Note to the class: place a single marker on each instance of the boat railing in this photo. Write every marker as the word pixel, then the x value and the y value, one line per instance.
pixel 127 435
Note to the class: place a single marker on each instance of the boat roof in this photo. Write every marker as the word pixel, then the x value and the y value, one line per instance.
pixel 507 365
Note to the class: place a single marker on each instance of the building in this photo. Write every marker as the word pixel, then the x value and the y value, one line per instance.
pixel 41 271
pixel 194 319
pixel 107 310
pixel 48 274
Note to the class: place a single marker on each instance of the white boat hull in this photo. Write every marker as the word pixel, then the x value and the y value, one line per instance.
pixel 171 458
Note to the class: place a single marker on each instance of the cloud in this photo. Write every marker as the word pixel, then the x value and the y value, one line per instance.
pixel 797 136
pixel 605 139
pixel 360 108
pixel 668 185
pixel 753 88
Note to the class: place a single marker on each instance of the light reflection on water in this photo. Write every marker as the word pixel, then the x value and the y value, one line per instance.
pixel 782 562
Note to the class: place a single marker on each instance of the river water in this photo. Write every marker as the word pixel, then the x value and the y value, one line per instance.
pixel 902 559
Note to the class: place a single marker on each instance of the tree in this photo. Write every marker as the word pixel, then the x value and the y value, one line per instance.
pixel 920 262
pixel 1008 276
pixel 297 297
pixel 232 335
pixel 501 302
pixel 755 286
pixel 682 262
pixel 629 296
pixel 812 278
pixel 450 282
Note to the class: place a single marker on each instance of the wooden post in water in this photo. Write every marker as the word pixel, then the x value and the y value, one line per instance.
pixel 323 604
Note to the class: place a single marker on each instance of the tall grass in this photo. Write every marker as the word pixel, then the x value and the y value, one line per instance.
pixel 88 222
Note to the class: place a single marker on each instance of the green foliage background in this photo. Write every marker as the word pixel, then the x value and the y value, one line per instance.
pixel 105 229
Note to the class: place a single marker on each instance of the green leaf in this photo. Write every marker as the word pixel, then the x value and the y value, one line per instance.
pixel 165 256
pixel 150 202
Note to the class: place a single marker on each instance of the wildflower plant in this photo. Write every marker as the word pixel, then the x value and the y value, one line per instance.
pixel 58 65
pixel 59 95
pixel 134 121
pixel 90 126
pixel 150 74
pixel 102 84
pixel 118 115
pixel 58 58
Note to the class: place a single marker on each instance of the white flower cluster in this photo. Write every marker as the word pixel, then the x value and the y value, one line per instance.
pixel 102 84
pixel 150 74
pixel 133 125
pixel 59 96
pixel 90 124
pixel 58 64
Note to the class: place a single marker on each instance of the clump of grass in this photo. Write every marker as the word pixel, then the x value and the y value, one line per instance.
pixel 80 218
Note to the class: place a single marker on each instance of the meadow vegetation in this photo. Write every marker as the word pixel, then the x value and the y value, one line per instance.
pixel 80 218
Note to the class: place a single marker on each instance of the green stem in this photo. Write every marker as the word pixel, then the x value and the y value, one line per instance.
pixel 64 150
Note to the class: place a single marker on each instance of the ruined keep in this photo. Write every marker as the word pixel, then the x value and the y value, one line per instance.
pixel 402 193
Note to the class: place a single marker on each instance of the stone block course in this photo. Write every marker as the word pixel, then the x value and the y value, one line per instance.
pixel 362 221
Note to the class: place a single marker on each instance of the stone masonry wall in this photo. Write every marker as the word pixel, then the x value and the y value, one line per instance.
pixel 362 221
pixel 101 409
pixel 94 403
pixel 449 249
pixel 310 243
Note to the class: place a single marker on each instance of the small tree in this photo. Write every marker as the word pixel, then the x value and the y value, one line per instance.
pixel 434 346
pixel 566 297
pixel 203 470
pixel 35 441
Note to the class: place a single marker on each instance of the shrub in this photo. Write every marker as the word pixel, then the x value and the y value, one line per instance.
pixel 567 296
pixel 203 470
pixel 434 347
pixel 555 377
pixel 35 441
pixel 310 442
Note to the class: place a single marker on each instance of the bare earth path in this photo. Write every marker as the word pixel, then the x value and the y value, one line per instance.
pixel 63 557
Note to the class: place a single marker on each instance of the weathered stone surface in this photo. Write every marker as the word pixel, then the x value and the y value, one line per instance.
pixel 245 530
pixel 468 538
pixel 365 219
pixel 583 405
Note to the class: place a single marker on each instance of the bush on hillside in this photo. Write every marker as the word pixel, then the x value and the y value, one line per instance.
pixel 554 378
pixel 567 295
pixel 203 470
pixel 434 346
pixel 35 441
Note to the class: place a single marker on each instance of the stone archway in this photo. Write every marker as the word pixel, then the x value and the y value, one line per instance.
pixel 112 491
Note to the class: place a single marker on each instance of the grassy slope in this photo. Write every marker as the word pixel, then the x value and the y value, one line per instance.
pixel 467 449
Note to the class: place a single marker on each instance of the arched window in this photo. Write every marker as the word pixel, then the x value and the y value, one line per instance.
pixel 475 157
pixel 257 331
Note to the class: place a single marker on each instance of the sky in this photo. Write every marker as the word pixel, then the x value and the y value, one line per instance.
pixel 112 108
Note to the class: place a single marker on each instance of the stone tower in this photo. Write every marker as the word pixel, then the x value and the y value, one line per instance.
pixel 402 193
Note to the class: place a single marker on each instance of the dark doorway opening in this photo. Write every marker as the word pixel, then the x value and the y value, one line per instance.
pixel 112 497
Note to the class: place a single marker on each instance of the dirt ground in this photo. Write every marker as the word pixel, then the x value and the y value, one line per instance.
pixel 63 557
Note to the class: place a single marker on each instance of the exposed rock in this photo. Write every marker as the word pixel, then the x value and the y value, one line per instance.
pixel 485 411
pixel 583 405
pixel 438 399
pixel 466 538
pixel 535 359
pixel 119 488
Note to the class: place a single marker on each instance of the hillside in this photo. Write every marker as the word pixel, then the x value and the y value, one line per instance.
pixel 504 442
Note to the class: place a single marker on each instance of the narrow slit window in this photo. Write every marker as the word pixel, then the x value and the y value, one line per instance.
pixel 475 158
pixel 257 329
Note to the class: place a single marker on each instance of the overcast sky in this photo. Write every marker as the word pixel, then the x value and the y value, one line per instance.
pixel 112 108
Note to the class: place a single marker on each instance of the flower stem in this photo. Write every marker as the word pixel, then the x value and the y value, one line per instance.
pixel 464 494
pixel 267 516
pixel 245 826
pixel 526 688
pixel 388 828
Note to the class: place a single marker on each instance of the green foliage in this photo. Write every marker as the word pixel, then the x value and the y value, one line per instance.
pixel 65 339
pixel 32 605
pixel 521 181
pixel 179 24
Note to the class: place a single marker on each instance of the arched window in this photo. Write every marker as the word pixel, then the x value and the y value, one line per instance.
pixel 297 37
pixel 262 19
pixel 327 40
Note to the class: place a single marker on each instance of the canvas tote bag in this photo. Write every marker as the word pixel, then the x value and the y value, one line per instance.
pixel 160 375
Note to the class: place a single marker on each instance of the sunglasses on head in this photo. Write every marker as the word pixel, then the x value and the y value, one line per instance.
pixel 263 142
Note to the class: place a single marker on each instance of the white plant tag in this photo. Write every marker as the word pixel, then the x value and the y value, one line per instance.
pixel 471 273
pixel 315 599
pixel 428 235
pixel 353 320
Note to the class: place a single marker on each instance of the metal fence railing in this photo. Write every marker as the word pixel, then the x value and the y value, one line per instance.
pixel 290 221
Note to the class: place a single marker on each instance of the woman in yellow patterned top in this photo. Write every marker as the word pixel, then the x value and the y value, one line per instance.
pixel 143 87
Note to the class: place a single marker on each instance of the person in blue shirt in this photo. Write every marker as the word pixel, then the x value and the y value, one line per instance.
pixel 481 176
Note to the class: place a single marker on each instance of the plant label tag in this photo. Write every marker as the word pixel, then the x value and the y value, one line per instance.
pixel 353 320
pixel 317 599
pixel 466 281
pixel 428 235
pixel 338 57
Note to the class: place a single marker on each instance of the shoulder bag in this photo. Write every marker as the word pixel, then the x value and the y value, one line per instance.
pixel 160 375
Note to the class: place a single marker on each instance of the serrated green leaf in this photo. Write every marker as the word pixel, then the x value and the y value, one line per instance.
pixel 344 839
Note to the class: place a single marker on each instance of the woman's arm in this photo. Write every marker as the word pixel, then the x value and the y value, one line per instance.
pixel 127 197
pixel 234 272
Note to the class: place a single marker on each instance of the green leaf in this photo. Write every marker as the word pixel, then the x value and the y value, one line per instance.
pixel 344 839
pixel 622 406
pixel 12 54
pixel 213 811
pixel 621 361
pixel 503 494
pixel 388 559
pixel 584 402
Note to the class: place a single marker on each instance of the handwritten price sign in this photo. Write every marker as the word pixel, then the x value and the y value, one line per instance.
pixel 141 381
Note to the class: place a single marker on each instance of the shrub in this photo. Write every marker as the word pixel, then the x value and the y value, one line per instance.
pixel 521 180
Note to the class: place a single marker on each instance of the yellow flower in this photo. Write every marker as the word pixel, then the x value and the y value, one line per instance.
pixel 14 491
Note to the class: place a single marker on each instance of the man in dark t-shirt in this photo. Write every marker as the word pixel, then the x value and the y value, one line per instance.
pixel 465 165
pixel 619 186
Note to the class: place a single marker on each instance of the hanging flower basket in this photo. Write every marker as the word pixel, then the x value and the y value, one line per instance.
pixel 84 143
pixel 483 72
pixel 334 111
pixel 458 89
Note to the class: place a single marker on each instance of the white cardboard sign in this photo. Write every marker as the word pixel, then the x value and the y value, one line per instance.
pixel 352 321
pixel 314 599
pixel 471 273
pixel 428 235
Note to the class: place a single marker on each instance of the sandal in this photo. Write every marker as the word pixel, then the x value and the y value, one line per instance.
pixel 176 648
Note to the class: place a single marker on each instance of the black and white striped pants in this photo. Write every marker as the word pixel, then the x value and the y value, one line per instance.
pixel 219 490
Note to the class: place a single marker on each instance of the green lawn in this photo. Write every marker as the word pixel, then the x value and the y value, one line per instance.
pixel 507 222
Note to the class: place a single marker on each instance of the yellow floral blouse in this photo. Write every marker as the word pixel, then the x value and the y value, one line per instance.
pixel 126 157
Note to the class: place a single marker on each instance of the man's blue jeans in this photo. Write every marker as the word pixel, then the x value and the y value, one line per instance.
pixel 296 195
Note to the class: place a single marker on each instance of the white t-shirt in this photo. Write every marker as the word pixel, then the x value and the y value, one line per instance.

**Task details**
Copy down the entries from the line with "of the metal" to the line with "pixel 290 221", both lines included, without changing anything.

**Response to the task**
Note to the class: place a single marker on each instance of the metal fence railing in this photo. Write every marker as the word pixel, then the x value and the y value, one line per instance.
pixel 290 221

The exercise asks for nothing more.